[Records from a collection]
▼▼▼

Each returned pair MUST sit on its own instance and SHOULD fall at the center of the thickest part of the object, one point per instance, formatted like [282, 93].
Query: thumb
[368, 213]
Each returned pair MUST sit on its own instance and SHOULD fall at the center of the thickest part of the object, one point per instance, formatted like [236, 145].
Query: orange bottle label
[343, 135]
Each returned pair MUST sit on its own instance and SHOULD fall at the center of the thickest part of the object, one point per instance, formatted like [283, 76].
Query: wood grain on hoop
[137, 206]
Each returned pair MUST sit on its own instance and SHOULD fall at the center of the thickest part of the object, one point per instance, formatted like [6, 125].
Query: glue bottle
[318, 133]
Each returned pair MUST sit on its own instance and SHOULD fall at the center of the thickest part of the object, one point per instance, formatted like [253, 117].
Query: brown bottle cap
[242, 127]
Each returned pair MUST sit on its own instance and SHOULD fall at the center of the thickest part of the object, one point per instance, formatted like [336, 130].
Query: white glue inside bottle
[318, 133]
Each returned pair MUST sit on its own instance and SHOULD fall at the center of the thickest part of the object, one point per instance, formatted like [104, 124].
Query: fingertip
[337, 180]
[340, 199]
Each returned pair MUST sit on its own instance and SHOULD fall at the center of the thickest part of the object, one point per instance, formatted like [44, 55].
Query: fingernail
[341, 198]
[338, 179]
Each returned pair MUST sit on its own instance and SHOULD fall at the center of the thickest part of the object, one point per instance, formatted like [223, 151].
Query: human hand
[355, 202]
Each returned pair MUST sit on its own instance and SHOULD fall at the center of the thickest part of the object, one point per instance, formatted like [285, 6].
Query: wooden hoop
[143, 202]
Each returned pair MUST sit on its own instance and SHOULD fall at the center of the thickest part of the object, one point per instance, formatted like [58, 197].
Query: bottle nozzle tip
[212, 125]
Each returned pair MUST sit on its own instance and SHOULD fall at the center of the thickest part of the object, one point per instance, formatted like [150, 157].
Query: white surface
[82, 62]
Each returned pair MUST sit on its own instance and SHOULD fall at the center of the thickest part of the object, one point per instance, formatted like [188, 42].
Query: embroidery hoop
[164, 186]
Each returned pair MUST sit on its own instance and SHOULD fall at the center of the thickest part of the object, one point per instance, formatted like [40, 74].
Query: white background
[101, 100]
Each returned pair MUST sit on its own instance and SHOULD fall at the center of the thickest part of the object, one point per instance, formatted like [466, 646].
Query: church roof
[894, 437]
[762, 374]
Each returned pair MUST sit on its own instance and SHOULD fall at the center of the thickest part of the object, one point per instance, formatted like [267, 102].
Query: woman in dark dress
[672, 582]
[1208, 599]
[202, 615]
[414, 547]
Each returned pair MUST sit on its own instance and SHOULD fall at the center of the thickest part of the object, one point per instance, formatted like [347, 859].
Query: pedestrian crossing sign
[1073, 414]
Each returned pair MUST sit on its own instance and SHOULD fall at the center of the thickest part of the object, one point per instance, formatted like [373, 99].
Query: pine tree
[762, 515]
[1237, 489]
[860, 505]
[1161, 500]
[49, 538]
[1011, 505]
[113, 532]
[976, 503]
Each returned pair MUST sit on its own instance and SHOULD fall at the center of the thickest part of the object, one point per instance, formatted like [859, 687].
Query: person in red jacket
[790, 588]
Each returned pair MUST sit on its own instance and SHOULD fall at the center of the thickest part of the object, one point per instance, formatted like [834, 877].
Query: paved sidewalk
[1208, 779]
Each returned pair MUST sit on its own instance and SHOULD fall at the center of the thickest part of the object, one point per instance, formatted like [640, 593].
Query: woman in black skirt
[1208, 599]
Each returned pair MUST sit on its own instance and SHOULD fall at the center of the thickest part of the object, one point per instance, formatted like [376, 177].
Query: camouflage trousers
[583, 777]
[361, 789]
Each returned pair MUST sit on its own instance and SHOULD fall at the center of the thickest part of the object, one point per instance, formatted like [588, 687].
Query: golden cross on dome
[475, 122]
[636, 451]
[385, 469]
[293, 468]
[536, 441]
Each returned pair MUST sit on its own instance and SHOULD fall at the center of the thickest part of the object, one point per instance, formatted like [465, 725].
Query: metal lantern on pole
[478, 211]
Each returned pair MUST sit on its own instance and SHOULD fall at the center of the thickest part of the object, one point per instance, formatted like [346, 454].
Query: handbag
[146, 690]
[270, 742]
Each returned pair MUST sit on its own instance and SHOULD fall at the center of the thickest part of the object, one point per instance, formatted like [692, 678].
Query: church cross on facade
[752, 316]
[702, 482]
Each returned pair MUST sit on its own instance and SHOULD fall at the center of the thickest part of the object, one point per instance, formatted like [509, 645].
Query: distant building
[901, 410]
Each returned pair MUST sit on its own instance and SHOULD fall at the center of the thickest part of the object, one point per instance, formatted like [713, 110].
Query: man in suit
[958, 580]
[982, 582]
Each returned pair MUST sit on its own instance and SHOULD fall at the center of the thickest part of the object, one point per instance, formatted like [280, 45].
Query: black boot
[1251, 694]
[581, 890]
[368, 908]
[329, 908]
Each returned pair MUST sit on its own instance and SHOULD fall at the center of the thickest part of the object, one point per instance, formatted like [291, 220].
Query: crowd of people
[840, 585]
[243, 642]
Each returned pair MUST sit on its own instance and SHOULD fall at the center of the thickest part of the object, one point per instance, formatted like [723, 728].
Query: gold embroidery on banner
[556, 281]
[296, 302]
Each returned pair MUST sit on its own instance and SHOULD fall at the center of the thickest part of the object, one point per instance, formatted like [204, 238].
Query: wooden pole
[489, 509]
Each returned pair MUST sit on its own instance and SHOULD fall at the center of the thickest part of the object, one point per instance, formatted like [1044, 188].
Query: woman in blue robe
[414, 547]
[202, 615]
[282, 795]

▲▲▲

(Exercise aim):
Go through the entries above and reproduce each one exactly.

(Completed task):
Each returned pair MUST sit on its own instance and SHOULD fall at the center of the thickest part of the object, one point per instance, formatted like [282, 93].
Query: thumb
[368, 213]
Each returned pair MUST sit on its own instance and SHOULD fall at the center of the thickest part of the object, one point per instance, formatted like [236, 145].
Query: orange bottle label
[343, 135]
Each returned pair MUST sit on its own instance and SHOULD fall at the center of the thickest part of the object, one point per instance, formatted like [283, 76].
Query: wood grain on hoop
[137, 206]
Each returned pair MUST sit on its own instance and SHOULD fall at the center of the thickest part of the object, one point per instance, formatted like [6, 125].
Query: glue bottle
[318, 133]
Each returned pair MUST sit on its own instance and SHOULD fall at the center of the thickest part of the object, one point per instance, formatted like [253, 117].
Query: brown bottle cap
[242, 127]
Each returned pair MUST sit on its own instance and SHOULD fall at the center of the thickest part of the object, one point per instance, formatted like [336, 130].
Query: white glue inside bottle
[318, 133]
Each returned pair MUST sit on its own instance and SHOULD fall at the center of the thickest part of the object, one point per instance, formatted like [104, 124].
Query: fingertip
[337, 180]
[340, 199]
Each returned pair MUST sit on its own instance and SHOULD fall at the center of the thickest part of the object, one point per instance, formatted like [44, 55].
Query: fingernail
[341, 198]
[338, 179]
Each returned pair MUST sit on its own instance and SHOULD fall at the center of the thickest part of the object, one point per instance, formatted like [223, 151].
Query: human hand
[355, 202]
Each returned pair MUST sit on its own instance and SHOULD fall at the center of the thickest part of the object, one point per instance, formatted like [285, 6].
Query: wooden hoop
[143, 202]
Each returned pair MUST sit on its own instance and SHOULD fall at the center of the thickest part of the object, one point per instance, formatted like [58, 197].
Query: bottle nozzle tip
[212, 125]
Each returned pair MUST sit on its own instance and SHOULD fall at the center of the thickest part of the object, one point per instance, formatted like [150, 157].
Query: white surface
[82, 62]
Each returned pair MUST sit on its own instance and SHOULD fall at the center of the thickest part of the object, one point per instance, formatted like [188, 42].
Query: embroidery hoop
[164, 186]
Each returned pair MUST sit on its own instance and SHOULD fall at the center of the thickest part of the object, one point per instance, formatted like [40, 74].
Query: white background
[101, 100]
Each returned pair MUST sit on its own instance and SHOULD fall at the center of the thickest part of the object, one point per instance, formatted like [466, 646].
Query: church roof
[894, 437]
[762, 374]
Each returned pair MUST sit on its own instance and SHOULD fall at the center of the thickest part of the object, one point per instance, formatted like [267, 102].
Query: woman in dark dress
[672, 582]
[1208, 599]
[202, 615]
[414, 547]
Each returned pair MUST sit on its own instance and SHOULD fall at the center of the thickest part of the object, one point per instance, formatted like [347, 859].
Query: pedestrian crossing sign
[1073, 414]
Each returned pair MUST sit on its own instance and SHOULD fall at the center of the thickest part of the object, one point per instance, formatted like [373, 99].
Query: pine tree
[762, 515]
[1237, 489]
[860, 505]
[1161, 500]
[49, 538]
[1011, 505]
[113, 532]
[976, 503]
Each returned pair MUST sit on its own instance and SHOULD fall at the center of the thickest part of the object, one point per instance, formatted like [859, 687].
Query: person in red jacket
[790, 588]
Each returned pair MUST sit on its own instance and SHOULD fall at the center of the thickest part of the object, one point per instance, formatted like [834, 877].
Query: paved sidewalk
[1208, 779]
Each returned pair MUST sit on its own instance and SHOULD fall at the center of the thickest part of the object, one point per instance, formatted like [640, 593].
Query: woman in black skirt
[1208, 599]
Each returned pair MUST sit on its own instance and SHOULD fall at the center of the thickest part of the object, one point per instance, formatted like [376, 177].
Query: camouflage trousers
[583, 777]
[361, 789]
Each returned pair MUST sit on its own instance and SHOULD fall at the center of the thickest part of the object, one point per instance, formatted like [588, 687].
Query: golden cross on dome
[475, 122]
[636, 451]
[385, 469]
[293, 468]
[536, 441]
Each returned pair MUST sit on its own instance and SHOULD fall at the center of the thickest part of the object, one point per instance, formatted like [465, 725].
Query: metal lantern on pole
[478, 211]
Each returned pair MUST sit on its own instance and SHOULD fall at the center of the thickest part of the object, one point per instance, formatted like [346, 454].
Query: handbag
[146, 690]
[270, 742]
Each returned pair MUST sit on its own instance and SHOULD fall at the center of the thickest part of the object, one point per instance, formatted like [692, 678].
Query: church cross on facade
[752, 316]
[702, 482]
Each returned pair MUST sit on its own instance and SHOULD fall at the center of the thickest part of the object, one point per instance, formatted like [509, 645].
Query: distant building
[901, 410]
Each returned pair MUST sit on its own instance and SHOULD fall at the center of the thickest part of the object, one point per instance, formatted like [713, 110].
Query: man in suit
[958, 580]
[982, 582]
Each returned pair MUST sit on its own instance and SHOULD fall at the center of the thickest part of the object, one point per instance, formatted like [280, 45].
Query: black boot
[1251, 694]
[581, 890]
[368, 908]
[329, 908]
Each returned pair MUST sit on its own instance and SHOULD fall at the center of the thickest part of the object, one point per instance, formatted like [291, 220].
Query: crowd of people
[840, 585]
[243, 642]
Each returned pair MUST sit on its own instance and SHOULD fall at the center of the thickest part of the object, one point per instance, formatted like [723, 728].
Query: gold embroidery on banner
[556, 281]
[296, 302]
Each returned pair MUST sit on its own instance and SHOULD fall at the center of the thickest part of the object, one point per instance, formatted like [204, 238].
Query: wooden pole
[489, 509]
Each returned pair MUST sit on its own instance and SHOULD fall at the center of the thickest part of the object, one point per instance, formatted like [1044, 188].
Query: woman in blue robe
[414, 547]
[202, 615]
[282, 795]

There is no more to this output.